Исходный отрывок:

——

Мы привезли с собой только руководителей производственных групп, а в основном с нами работали чехи. Мы понимали, что некоторые из них были осведомителями, хотя главным для них было стучать не на нас, а на баррандовских служащих, сотрудничавших с нами. У меня было много других забот, и я даже не пытался вычислить стукачей, но вдруг наступил момент, когда они выделились из массы людей, за которыми следили. Всех их словно высветило беспощадным лучом прожектора.
Четвертого июля 1983 года, в наш обычный рабочий день, мы снимали большую сцену из «Свадьбы Фигаро» в театре «Ставовске дивадло». Зал был заполнен массовкой в костюмах восемнадцатого века, в оркестровой яме рассаживались музыканты, на сцене толпились певцы и танцоры. На репетиции все прошло гладко, как это всегда было в Праге, потому что наши чехи считали для себя честью работать в американском фильме, и вот я приказал зажечь свечи в тяжелых люстрах. После этого я попросил танцоров и массовку занять свои места.

——

Исходные записи:
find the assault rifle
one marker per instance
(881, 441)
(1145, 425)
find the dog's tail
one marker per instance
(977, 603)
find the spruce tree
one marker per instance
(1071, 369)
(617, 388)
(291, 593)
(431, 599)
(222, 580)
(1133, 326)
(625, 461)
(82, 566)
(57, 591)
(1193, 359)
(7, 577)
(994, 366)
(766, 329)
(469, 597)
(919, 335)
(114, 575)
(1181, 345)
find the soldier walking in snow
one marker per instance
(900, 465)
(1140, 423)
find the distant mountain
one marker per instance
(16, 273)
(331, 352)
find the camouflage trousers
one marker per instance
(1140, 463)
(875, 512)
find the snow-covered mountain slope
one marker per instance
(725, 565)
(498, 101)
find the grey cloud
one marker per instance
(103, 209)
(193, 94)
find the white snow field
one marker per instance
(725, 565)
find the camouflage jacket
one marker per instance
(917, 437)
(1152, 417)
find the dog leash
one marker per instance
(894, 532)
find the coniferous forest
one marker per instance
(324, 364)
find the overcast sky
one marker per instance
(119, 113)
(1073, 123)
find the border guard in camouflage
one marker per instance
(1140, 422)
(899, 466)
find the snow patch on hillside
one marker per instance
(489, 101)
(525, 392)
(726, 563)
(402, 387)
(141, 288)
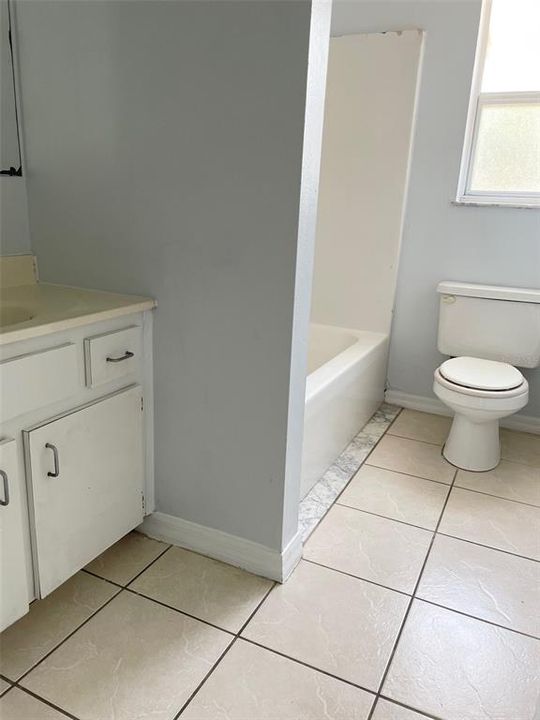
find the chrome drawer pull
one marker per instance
(56, 472)
(126, 356)
(5, 501)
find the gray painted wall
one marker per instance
(164, 151)
(441, 241)
(14, 231)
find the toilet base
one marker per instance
(472, 445)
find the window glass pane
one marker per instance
(507, 157)
(513, 50)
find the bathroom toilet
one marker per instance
(487, 330)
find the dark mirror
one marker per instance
(10, 154)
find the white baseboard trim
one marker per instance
(234, 550)
(523, 423)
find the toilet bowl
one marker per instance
(480, 392)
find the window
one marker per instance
(501, 156)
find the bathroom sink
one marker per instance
(13, 314)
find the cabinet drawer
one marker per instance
(112, 355)
(38, 379)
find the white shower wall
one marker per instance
(370, 98)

——

Ответьте по отрывку о съемках в Праге:
1. Кто в основном работал со съемочной группой?
2. В каком театре снимали сцену из «Свадьбы Фигаро»?
3. Что было приказано зажечь после репетиции?

Выполненная задача:
1. Чехи.
2. В театре «Ставовске дивадло».
3. Свечи в тяжелых люстрах.